Exercise description: State only the count of lines in the listing below that hold "growing".

Information provided:
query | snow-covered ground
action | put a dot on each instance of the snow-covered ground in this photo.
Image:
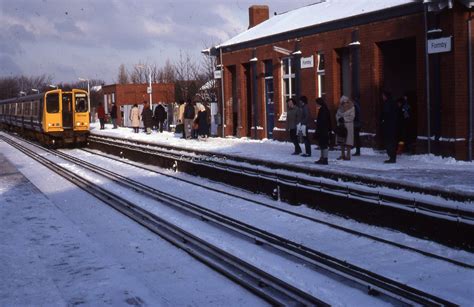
(61, 247)
(434, 276)
(427, 171)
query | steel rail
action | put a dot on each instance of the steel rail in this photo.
(374, 282)
(262, 284)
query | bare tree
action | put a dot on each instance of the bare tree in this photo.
(122, 77)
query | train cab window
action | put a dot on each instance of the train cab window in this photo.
(81, 102)
(52, 103)
(35, 108)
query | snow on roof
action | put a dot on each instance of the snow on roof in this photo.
(311, 15)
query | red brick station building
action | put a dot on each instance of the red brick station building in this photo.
(358, 49)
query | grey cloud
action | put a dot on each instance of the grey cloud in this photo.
(8, 67)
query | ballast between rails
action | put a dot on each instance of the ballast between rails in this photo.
(412, 205)
(264, 285)
(356, 274)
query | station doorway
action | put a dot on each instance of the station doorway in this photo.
(399, 66)
(399, 76)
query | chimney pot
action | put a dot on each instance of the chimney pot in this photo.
(258, 14)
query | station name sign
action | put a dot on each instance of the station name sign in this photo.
(439, 45)
(307, 62)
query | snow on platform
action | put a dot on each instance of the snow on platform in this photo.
(421, 171)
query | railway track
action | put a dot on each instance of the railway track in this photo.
(375, 283)
(455, 226)
(292, 213)
(266, 286)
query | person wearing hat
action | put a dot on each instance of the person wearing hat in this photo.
(113, 115)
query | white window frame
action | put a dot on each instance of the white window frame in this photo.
(320, 73)
(284, 97)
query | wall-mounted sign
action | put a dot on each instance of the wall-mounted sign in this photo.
(307, 62)
(439, 45)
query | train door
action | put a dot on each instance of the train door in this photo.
(51, 112)
(80, 110)
(67, 110)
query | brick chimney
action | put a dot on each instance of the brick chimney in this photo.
(257, 14)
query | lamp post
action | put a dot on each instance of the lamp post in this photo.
(88, 93)
(149, 90)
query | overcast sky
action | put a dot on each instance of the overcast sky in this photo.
(91, 38)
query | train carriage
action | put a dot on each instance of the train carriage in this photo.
(55, 117)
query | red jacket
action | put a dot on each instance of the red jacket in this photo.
(100, 112)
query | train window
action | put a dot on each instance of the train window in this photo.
(35, 108)
(81, 102)
(67, 103)
(27, 108)
(52, 103)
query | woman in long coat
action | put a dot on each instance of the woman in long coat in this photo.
(346, 111)
(135, 118)
(323, 126)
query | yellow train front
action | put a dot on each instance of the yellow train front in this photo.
(55, 117)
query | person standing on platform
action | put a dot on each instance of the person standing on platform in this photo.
(323, 127)
(113, 115)
(189, 115)
(101, 115)
(160, 116)
(135, 118)
(292, 119)
(357, 126)
(147, 117)
(304, 122)
(389, 124)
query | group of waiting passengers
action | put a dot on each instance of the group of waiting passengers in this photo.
(394, 119)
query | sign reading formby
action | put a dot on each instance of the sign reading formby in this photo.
(439, 45)
(307, 62)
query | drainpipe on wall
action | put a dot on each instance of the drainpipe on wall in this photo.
(427, 72)
(254, 60)
(222, 91)
(469, 54)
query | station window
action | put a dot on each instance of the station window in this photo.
(321, 75)
(288, 68)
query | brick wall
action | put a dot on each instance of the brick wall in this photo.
(453, 76)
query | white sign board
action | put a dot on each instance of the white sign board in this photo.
(307, 62)
(439, 45)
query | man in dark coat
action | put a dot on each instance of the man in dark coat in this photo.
(323, 127)
(147, 117)
(160, 116)
(390, 126)
(113, 115)
(305, 120)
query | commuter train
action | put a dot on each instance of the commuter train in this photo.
(55, 117)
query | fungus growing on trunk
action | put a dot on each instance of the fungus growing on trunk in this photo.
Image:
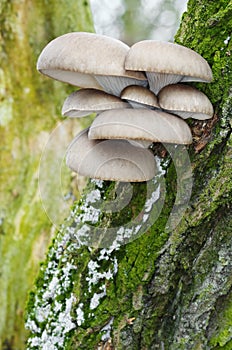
(140, 124)
(185, 101)
(140, 97)
(89, 60)
(166, 63)
(86, 101)
(114, 160)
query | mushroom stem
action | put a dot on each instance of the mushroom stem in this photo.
(114, 85)
(158, 80)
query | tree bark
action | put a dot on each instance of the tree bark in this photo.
(146, 266)
(28, 115)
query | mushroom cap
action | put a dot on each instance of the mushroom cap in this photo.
(141, 95)
(86, 101)
(114, 160)
(185, 101)
(85, 54)
(140, 124)
(168, 58)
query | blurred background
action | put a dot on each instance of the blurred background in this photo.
(135, 20)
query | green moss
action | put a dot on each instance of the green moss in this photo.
(29, 115)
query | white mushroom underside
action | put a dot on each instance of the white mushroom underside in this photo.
(186, 115)
(73, 78)
(139, 105)
(158, 80)
(141, 143)
(114, 84)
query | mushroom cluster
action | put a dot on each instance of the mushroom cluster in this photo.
(138, 95)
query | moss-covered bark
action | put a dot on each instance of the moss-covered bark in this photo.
(124, 279)
(28, 114)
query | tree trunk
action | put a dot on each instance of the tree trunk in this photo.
(147, 266)
(28, 114)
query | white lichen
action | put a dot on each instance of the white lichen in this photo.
(106, 330)
(80, 314)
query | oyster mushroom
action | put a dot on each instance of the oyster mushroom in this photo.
(185, 101)
(86, 101)
(139, 97)
(89, 60)
(114, 160)
(167, 63)
(140, 124)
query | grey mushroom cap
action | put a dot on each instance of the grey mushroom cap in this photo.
(140, 97)
(81, 59)
(86, 101)
(185, 101)
(140, 124)
(114, 160)
(167, 63)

Task response: 2